*** Information given ***

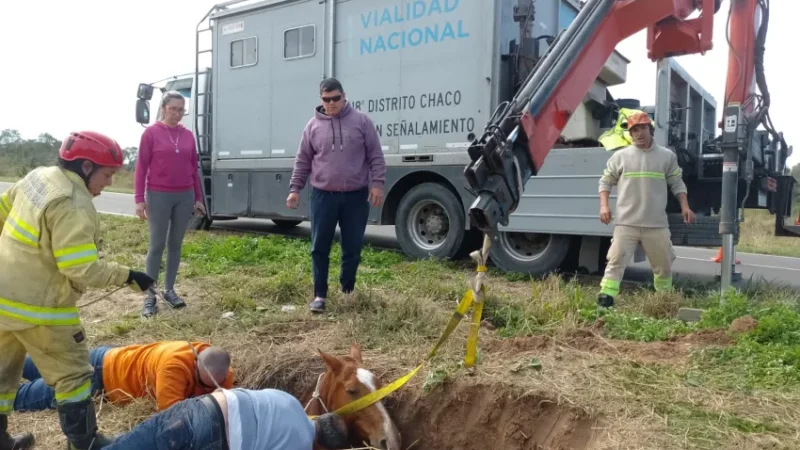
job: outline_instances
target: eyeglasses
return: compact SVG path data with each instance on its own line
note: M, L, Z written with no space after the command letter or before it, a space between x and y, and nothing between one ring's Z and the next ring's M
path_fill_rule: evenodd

***
*** Information given ***

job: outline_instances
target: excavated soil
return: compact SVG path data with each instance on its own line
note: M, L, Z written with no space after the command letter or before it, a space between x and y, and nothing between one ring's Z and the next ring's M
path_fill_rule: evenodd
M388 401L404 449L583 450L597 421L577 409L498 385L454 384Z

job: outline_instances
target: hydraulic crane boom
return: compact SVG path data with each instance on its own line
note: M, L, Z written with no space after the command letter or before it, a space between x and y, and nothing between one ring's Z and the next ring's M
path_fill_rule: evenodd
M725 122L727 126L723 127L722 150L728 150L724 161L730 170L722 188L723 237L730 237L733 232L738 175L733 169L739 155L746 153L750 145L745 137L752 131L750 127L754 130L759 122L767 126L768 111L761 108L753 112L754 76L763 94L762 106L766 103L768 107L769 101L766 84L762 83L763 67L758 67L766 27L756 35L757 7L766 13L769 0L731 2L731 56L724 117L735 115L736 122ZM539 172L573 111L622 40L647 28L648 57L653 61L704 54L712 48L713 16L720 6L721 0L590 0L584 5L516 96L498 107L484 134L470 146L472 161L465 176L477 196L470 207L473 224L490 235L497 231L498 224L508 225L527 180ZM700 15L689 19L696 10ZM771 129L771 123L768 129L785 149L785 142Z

***

Your objective → Reply with one number only: how many lines of the listing hold "target"?

Task solution → 3